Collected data
== Segment start ==
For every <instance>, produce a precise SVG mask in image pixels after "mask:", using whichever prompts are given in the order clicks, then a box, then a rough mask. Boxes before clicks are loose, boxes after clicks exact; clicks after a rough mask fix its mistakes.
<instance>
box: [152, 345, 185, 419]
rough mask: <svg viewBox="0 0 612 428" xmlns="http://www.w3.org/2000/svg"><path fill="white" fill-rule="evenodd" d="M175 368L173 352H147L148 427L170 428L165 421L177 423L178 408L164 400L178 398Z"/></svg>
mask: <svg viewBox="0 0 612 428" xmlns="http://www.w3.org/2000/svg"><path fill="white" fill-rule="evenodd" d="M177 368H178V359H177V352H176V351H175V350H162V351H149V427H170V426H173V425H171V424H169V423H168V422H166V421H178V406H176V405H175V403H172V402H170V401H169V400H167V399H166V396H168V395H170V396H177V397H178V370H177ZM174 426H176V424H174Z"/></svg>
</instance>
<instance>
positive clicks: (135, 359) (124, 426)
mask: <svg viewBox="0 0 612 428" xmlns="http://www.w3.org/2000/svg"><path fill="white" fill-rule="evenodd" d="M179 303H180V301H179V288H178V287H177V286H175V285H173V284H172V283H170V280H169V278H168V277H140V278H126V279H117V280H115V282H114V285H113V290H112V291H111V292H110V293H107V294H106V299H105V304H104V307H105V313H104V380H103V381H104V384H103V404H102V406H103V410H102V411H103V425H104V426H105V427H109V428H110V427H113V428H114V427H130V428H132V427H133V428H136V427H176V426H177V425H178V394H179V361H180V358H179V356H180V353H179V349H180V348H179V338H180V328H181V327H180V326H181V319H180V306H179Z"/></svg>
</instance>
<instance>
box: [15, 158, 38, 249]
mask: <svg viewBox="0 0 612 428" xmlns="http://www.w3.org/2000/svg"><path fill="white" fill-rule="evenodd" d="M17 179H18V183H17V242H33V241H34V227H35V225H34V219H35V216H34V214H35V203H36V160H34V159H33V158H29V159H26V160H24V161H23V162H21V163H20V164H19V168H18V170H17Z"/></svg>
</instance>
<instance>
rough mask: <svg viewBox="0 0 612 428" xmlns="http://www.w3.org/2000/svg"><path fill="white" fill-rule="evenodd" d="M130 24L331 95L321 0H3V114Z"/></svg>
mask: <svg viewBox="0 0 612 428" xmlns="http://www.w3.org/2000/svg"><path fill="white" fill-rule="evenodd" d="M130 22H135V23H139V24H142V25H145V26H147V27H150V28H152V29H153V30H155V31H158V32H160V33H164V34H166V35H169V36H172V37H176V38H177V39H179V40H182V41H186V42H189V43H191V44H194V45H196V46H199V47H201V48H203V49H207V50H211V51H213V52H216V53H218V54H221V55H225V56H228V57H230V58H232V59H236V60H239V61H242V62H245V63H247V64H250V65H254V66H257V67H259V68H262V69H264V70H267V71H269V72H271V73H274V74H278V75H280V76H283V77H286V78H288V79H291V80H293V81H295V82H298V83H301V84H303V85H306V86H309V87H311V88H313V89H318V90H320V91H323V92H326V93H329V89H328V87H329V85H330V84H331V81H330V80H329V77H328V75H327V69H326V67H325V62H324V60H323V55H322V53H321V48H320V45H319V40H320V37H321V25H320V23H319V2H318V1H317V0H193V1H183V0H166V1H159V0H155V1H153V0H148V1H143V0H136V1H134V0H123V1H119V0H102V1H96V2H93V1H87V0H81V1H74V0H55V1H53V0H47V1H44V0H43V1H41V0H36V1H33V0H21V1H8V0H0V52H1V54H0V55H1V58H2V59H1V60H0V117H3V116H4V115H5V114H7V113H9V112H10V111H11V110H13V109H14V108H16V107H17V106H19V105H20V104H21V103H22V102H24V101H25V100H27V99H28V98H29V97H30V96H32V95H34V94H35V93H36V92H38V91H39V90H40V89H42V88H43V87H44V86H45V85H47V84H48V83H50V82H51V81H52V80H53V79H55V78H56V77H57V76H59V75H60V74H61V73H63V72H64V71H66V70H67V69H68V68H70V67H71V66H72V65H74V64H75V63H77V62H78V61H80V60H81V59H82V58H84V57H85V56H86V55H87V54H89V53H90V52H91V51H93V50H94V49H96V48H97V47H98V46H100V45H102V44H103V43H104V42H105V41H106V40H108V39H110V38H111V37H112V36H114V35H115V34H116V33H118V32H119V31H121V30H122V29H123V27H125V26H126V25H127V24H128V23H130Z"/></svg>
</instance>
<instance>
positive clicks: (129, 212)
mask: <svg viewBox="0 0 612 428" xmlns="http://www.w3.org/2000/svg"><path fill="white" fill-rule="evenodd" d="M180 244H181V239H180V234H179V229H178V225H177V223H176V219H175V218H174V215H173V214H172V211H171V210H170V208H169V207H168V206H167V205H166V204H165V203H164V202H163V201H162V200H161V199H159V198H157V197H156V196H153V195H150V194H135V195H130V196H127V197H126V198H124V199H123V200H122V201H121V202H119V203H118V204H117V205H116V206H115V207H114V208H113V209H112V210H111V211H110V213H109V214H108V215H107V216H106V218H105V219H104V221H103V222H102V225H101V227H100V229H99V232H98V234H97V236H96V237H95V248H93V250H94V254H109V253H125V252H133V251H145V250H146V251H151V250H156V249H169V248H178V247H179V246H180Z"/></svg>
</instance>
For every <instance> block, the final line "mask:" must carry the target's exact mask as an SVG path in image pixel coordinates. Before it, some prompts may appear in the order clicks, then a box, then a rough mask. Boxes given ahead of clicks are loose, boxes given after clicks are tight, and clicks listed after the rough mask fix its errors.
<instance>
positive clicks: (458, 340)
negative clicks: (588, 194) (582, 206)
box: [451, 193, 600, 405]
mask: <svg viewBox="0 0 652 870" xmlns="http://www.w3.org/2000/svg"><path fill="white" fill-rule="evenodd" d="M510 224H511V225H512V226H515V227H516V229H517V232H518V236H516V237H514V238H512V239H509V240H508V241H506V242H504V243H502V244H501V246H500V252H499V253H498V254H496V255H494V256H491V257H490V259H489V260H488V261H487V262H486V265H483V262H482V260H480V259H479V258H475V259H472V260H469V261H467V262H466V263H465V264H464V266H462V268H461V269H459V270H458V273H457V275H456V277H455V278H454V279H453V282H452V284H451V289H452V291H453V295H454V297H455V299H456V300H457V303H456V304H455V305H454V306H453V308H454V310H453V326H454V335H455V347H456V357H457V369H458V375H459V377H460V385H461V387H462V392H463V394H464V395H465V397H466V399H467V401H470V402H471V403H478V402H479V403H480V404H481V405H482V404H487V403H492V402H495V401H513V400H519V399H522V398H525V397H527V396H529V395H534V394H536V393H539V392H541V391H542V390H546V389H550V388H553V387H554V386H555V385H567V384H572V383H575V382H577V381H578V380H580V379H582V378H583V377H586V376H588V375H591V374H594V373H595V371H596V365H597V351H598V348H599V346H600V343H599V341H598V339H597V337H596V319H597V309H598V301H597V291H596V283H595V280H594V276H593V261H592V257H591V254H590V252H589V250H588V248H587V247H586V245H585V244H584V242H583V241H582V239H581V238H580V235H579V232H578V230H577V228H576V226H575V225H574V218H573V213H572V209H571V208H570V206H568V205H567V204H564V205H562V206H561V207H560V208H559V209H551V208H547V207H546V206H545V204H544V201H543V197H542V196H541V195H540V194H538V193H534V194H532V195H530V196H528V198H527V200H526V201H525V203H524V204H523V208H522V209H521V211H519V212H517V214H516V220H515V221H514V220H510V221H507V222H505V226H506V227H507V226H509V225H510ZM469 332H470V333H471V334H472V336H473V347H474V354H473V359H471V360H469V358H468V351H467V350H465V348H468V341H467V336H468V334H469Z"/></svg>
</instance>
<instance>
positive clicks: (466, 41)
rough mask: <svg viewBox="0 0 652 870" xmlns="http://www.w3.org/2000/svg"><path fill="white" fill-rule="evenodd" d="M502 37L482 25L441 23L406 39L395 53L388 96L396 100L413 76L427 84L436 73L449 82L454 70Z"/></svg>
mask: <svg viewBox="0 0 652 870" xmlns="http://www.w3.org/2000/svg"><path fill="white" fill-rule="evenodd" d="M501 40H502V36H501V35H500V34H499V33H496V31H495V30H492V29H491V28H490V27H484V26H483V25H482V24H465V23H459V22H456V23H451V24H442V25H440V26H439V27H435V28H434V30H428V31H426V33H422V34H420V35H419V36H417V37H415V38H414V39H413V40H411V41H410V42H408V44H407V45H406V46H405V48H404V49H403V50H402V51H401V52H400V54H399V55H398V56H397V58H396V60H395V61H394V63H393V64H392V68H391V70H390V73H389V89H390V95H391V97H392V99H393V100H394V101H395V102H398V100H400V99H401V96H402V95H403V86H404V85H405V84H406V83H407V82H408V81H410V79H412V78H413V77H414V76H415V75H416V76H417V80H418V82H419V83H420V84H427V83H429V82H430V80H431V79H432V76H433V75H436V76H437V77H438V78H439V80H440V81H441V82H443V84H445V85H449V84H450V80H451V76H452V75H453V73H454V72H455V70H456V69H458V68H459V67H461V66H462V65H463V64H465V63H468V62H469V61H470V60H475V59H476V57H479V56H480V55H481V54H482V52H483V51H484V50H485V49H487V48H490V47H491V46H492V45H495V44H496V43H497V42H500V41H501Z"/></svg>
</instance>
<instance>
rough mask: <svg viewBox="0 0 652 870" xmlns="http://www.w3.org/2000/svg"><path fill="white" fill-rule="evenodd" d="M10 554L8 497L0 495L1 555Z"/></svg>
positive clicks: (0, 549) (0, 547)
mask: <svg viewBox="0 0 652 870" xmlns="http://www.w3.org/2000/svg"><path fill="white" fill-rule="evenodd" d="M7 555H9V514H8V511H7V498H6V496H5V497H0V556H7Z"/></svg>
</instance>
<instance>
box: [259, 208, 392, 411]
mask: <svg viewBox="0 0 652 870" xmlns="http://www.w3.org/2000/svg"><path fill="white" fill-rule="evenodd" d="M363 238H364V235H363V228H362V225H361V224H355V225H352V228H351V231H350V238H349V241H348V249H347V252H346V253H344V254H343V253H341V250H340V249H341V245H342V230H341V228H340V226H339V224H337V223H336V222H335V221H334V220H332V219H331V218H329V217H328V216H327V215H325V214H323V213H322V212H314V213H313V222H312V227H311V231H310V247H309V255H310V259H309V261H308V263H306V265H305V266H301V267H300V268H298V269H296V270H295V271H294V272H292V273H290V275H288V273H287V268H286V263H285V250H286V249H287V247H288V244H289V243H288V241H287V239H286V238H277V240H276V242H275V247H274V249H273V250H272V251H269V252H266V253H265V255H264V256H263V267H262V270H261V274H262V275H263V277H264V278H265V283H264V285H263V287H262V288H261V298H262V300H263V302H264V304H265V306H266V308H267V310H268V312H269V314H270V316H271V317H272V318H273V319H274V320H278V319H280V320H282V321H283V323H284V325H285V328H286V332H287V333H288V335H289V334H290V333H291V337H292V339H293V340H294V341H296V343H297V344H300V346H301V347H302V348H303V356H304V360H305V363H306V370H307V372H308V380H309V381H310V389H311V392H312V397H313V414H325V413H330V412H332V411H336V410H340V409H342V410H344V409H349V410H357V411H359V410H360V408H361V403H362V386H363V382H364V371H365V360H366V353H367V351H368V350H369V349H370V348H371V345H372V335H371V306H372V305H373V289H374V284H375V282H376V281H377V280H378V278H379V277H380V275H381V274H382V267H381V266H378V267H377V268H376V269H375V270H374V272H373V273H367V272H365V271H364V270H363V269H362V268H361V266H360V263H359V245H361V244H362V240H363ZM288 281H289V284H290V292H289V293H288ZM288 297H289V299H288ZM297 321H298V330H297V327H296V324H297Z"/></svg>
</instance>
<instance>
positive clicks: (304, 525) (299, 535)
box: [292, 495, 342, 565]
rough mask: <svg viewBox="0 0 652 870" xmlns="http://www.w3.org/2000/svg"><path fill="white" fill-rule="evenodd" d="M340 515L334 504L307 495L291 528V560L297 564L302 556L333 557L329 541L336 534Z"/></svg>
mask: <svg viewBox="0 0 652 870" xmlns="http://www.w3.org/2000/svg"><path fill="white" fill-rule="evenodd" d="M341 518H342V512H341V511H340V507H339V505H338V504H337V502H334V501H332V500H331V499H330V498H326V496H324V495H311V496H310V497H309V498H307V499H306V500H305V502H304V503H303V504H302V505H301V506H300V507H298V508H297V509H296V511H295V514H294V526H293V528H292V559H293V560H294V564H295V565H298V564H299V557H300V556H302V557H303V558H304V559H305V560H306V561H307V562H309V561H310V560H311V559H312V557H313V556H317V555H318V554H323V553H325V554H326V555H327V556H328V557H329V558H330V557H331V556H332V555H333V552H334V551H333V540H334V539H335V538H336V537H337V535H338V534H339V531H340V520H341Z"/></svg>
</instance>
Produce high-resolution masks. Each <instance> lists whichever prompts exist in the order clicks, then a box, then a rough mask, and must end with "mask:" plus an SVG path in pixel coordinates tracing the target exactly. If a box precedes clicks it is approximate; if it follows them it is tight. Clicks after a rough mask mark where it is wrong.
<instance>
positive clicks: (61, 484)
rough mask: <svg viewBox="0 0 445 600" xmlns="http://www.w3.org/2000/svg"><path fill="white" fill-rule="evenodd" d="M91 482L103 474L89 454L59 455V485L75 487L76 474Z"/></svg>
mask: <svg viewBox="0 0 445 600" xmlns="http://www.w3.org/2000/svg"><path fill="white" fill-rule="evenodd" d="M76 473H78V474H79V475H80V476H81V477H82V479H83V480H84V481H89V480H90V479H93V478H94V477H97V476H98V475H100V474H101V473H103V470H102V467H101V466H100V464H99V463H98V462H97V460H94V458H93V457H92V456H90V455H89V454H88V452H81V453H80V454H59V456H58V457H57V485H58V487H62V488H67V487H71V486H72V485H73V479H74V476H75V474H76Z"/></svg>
== Segment end ==
THE PROBLEM: If a line in the records above holds the string "loose", copy it out.

TASK ANSWER:
For every <instance>, produce a precise SVG mask in image pixels after "mask:", using whichever prompts are given in the order clicks, then a box, then a rough mask. Boxes before clicks are loose, boxes after clicks exact; clicks after a rough mask fix its mistakes.
For every <instance> block, the final line "mask:" must carry the target's exact mask as an SVG path in image pixel coordinates. Before it, some prompts may appear in the order clicks, then a box, then a rough mask. Boxes given ahead of clicks are loose, boxes given after clicks are tight, and clicks listed after the rough mask fix its errors.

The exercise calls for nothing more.